» **THE PROBLEM**:
Please put the part of the records below that opens at their start and closes with the line containing "<point>142,146</point>", both ends included, into a JSON list of strings, one string per line. Leave out blank lines and the pictures.

» **PROVIDED RECORDS**:
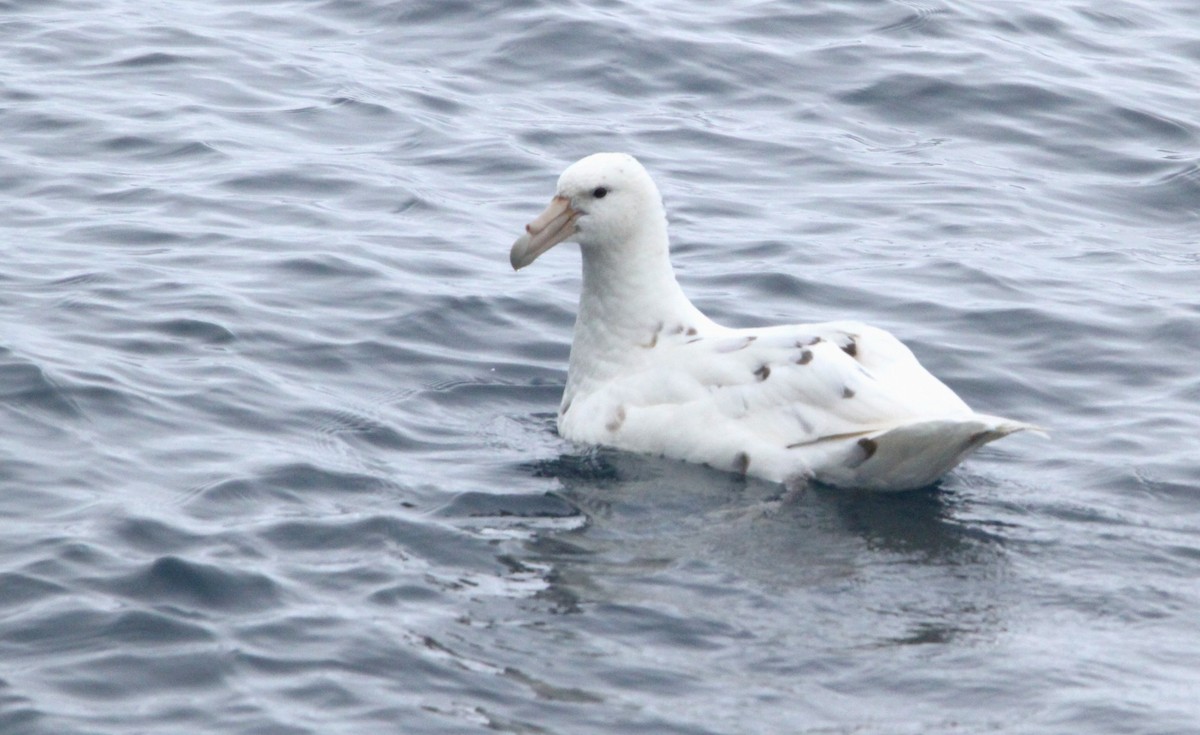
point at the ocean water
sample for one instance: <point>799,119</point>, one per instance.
<point>276,418</point>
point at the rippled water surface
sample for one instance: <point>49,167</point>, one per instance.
<point>276,418</point>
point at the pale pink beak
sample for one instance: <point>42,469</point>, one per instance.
<point>549,229</point>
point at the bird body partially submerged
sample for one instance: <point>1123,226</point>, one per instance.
<point>838,402</point>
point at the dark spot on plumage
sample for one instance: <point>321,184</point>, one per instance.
<point>979,437</point>
<point>617,420</point>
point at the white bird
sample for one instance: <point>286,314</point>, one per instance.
<point>838,402</point>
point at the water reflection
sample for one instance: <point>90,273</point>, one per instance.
<point>714,549</point>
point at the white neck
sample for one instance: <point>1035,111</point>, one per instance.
<point>630,297</point>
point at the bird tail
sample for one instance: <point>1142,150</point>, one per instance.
<point>916,454</point>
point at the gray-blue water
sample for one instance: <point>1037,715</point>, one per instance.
<point>276,417</point>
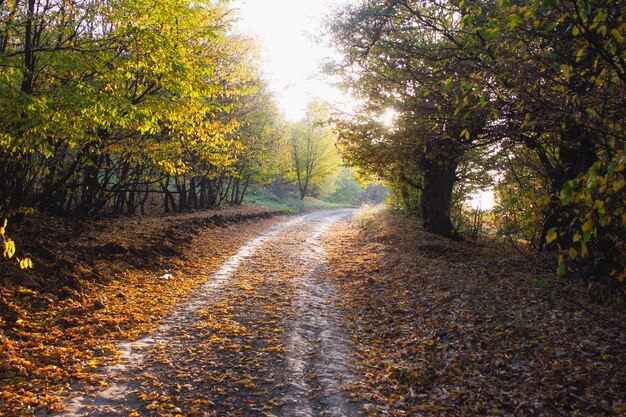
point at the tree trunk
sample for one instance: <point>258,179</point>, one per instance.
<point>439,178</point>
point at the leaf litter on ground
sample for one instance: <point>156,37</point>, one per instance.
<point>458,328</point>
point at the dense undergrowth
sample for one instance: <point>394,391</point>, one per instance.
<point>288,204</point>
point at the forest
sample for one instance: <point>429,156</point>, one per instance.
<point>526,97</point>
<point>142,146</point>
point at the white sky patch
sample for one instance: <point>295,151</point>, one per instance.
<point>483,200</point>
<point>291,58</point>
<point>389,117</point>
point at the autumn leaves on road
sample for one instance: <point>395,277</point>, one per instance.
<point>336,313</point>
<point>261,337</point>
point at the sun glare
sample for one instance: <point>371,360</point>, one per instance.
<point>285,29</point>
<point>482,200</point>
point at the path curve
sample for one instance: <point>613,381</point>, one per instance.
<point>301,375</point>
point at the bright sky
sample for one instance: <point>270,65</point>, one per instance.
<point>291,58</point>
<point>285,30</point>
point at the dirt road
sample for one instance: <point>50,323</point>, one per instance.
<point>261,337</point>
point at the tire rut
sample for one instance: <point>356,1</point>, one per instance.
<point>261,337</point>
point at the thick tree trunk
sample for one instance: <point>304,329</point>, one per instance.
<point>436,199</point>
<point>576,156</point>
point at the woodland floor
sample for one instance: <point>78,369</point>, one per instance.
<point>236,313</point>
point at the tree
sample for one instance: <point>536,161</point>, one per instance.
<point>108,103</point>
<point>393,61</point>
<point>315,160</point>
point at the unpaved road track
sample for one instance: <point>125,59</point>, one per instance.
<point>261,337</point>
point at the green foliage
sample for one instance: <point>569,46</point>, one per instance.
<point>107,103</point>
<point>533,89</point>
<point>347,189</point>
<point>289,205</point>
<point>594,238</point>
<point>315,161</point>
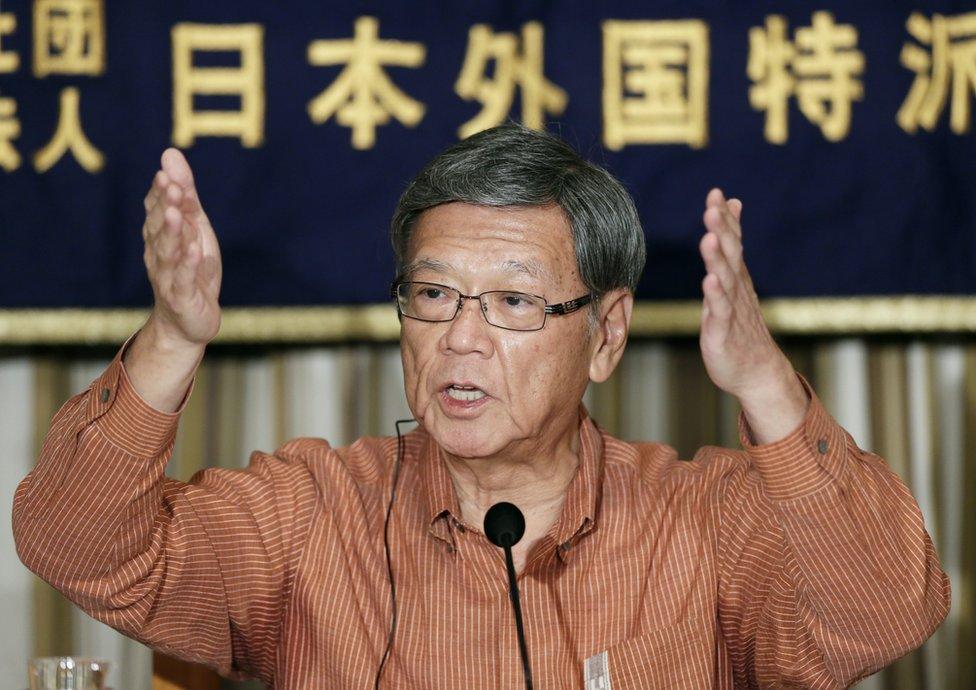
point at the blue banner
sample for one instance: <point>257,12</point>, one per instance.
<point>845,128</point>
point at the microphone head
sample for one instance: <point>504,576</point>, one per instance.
<point>504,525</point>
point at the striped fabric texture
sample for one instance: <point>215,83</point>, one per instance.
<point>801,563</point>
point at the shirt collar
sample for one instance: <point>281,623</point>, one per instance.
<point>583,494</point>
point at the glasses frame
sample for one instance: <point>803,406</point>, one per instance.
<point>560,309</point>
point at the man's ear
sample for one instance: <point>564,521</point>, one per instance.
<point>610,335</point>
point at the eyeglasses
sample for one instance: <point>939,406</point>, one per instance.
<point>513,311</point>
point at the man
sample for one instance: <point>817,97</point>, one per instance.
<point>801,561</point>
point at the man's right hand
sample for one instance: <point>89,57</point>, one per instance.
<point>183,262</point>
<point>182,256</point>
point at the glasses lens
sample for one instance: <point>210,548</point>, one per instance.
<point>427,301</point>
<point>515,310</point>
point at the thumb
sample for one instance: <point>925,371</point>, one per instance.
<point>175,166</point>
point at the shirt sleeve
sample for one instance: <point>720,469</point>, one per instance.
<point>201,570</point>
<point>826,572</point>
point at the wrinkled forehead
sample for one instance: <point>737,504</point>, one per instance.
<point>529,243</point>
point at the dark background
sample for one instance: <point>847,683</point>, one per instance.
<point>304,218</point>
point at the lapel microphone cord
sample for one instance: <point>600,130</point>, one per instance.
<point>389,558</point>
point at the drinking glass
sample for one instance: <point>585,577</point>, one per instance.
<point>68,673</point>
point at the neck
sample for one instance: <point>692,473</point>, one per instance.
<point>535,480</point>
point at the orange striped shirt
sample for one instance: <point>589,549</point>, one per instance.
<point>803,563</point>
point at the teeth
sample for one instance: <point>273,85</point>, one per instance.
<point>465,394</point>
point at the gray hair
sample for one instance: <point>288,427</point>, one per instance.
<point>511,165</point>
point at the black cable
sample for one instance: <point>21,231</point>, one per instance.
<point>517,605</point>
<point>389,559</point>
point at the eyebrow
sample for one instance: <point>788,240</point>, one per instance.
<point>530,268</point>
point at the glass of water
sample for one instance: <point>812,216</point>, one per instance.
<point>68,673</point>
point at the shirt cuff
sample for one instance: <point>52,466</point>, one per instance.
<point>805,461</point>
<point>125,418</point>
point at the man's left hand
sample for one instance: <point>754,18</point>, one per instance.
<point>740,355</point>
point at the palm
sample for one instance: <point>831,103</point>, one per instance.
<point>737,348</point>
<point>182,254</point>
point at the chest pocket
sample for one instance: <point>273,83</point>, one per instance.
<point>673,657</point>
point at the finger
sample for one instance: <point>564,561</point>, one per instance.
<point>176,166</point>
<point>716,263</point>
<point>184,276</point>
<point>168,240</point>
<point>735,206</point>
<point>155,187</point>
<point>155,222</point>
<point>719,221</point>
<point>716,301</point>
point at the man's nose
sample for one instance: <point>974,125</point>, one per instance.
<point>469,331</point>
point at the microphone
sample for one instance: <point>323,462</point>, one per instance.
<point>504,527</point>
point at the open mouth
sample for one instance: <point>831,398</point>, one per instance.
<point>464,393</point>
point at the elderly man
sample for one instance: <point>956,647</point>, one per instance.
<point>800,561</point>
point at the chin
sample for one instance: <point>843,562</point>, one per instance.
<point>465,439</point>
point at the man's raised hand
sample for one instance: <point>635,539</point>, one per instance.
<point>182,257</point>
<point>740,355</point>
<point>183,262</point>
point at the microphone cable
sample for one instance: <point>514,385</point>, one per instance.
<point>386,546</point>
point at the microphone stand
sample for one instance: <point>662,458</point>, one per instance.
<point>504,527</point>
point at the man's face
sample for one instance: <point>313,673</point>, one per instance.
<point>532,381</point>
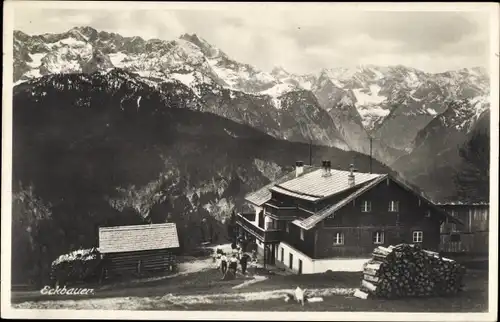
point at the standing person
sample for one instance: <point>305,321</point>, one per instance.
<point>223,263</point>
<point>244,263</point>
<point>233,266</point>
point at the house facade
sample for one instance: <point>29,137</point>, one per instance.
<point>470,237</point>
<point>317,218</point>
<point>137,249</point>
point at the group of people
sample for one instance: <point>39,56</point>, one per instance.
<point>230,263</point>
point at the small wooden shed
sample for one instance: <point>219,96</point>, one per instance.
<point>128,250</point>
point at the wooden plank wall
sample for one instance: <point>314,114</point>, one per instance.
<point>128,262</point>
<point>472,236</point>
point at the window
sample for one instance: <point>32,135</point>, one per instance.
<point>418,236</point>
<point>338,239</point>
<point>378,237</point>
<point>394,206</point>
<point>366,206</point>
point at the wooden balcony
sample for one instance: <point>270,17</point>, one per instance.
<point>264,235</point>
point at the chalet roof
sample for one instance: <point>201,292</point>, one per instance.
<point>137,238</point>
<point>314,185</point>
<point>312,220</point>
<point>263,195</point>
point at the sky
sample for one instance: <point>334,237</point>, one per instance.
<point>300,39</point>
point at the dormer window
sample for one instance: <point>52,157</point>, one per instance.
<point>338,239</point>
<point>418,236</point>
<point>394,206</point>
<point>378,237</point>
<point>366,206</point>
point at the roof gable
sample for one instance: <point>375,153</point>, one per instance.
<point>137,238</point>
<point>263,195</point>
<point>313,220</point>
<point>315,186</point>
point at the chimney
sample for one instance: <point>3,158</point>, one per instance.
<point>299,168</point>
<point>327,167</point>
<point>351,178</point>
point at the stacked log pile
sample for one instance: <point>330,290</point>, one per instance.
<point>78,266</point>
<point>408,271</point>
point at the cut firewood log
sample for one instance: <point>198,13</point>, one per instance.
<point>409,270</point>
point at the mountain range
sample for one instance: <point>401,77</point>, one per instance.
<point>338,107</point>
<point>103,149</point>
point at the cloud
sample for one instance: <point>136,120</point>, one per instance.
<point>301,39</point>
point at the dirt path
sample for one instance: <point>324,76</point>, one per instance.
<point>169,300</point>
<point>256,279</point>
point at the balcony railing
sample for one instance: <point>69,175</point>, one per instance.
<point>269,235</point>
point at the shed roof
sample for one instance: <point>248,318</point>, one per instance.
<point>137,238</point>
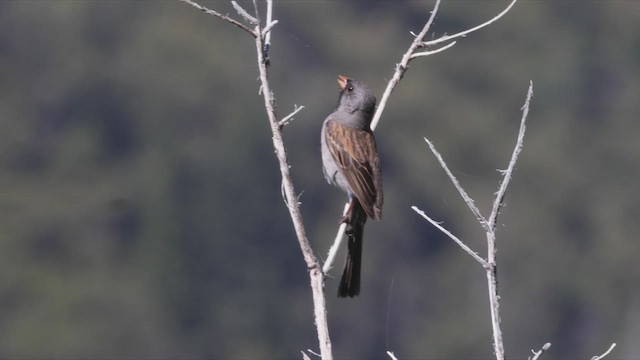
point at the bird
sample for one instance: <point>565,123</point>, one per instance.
<point>350,162</point>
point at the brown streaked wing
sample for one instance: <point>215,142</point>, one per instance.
<point>355,153</point>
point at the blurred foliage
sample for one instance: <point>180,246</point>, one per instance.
<point>140,198</point>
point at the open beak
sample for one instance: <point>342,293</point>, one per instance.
<point>342,81</point>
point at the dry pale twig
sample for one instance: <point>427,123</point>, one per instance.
<point>605,353</point>
<point>464,33</point>
<point>536,354</point>
<point>261,35</point>
<point>489,225</point>
<point>400,69</point>
<point>470,203</point>
<point>285,120</point>
<point>473,254</point>
<point>223,17</point>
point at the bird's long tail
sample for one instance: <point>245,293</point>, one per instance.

» **THE REPLY**:
[
  "point at the ocean water",
  "sample for one instance: <point>799,119</point>, one per instance.",
  "<point>276,418</point>",
  "point at the rippled water surface",
  "sample for one instance: <point>49,167</point>, one per instance.",
  "<point>276,418</point>",
  "point at the pale pink beak",
  "sample for one instance: <point>42,469</point>, one per instance.",
  "<point>549,229</point>",
  "point at the bird body partially submerged",
  "sample for one instance: <point>1123,226</point>, one per instance.",
  "<point>838,402</point>",
  "point at the dark spot on plumage",
  "sample for one instance: <point>321,184</point>, one per instance.",
  "<point>979,437</point>",
  "<point>617,420</point>",
  "point at the white bird",
  "sample for one instance: <point>286,314</point>, one per instance.",
  "<point>838,402</point>",
  "point at the water reflection",
  "sample for one instance: <point>90,273</point>, one per instance.",
  "<point>714,549</point>",
  "point at the white neck",
  "sample for one instance: <point>1035,111</point>, one per instance.",
  "<point>630,297</point>",
  "point at the bird tail",
  "sample for one instance: <point>1142,150</point>, one per instance.",
  "<point>916,454</point>",
  "point at the gray-blue water",
  "sample for one instance: <point>1037,715</point>, one per instance.",
  "<point>276,417</point>",
  "point at the tree trunk",
  "sample for one instance: <point>258,179</point>, one per instance.",
  "<point>439,178</point>",
  "point at the leaf litter on ground",
  "sample for one instance: <point>156,37</point>, one per instance.",
  "<point>458,328</point>",
  "point at the dense undergrowth",
  "sample for one instance: <point>394,391</point>, one per instance.",
  "<point>288,204</point>",
  "point at the forest",
  "sample for one instance: <point>429,156</point>, one per instance.",
  "<point>526,97</point>",
  "<point>142,146</point>"
]